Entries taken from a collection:
* * *

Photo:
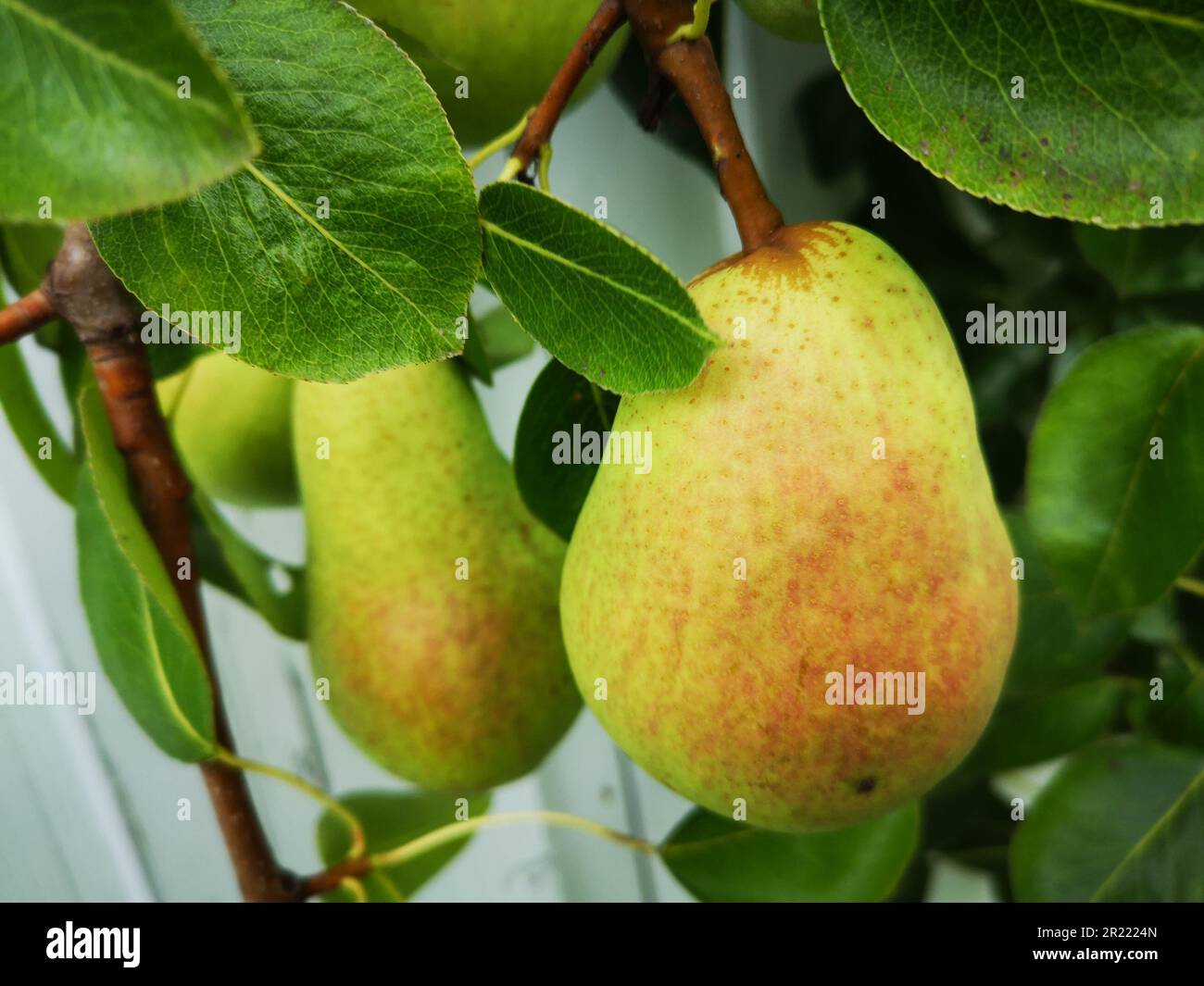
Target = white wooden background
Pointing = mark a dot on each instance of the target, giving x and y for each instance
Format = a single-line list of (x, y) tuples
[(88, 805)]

* * *

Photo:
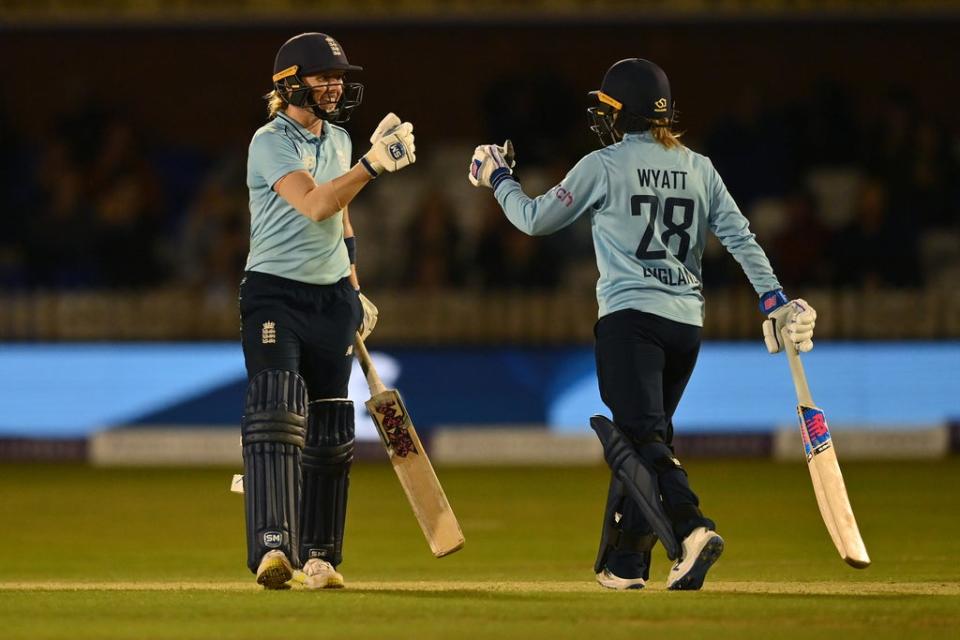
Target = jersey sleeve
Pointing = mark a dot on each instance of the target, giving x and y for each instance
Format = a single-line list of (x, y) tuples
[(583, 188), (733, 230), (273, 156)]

* * *

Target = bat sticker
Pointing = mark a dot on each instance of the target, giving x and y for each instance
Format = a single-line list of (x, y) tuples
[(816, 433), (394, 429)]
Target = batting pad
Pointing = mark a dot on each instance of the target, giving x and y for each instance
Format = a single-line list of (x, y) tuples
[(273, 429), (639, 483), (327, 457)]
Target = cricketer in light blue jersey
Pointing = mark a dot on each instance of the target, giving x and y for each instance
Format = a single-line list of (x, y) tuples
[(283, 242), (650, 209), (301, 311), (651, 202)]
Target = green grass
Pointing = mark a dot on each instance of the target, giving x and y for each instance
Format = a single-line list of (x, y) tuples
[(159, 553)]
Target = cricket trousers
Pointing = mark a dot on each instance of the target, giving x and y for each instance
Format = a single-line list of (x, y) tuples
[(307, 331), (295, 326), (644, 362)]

* * *

■ Problem statement ■
For each line in the entries that holds "jersey", return that line.

■ Output of the exercise ■
Target = jersey sleeve
Target = cricketer in light blue jersey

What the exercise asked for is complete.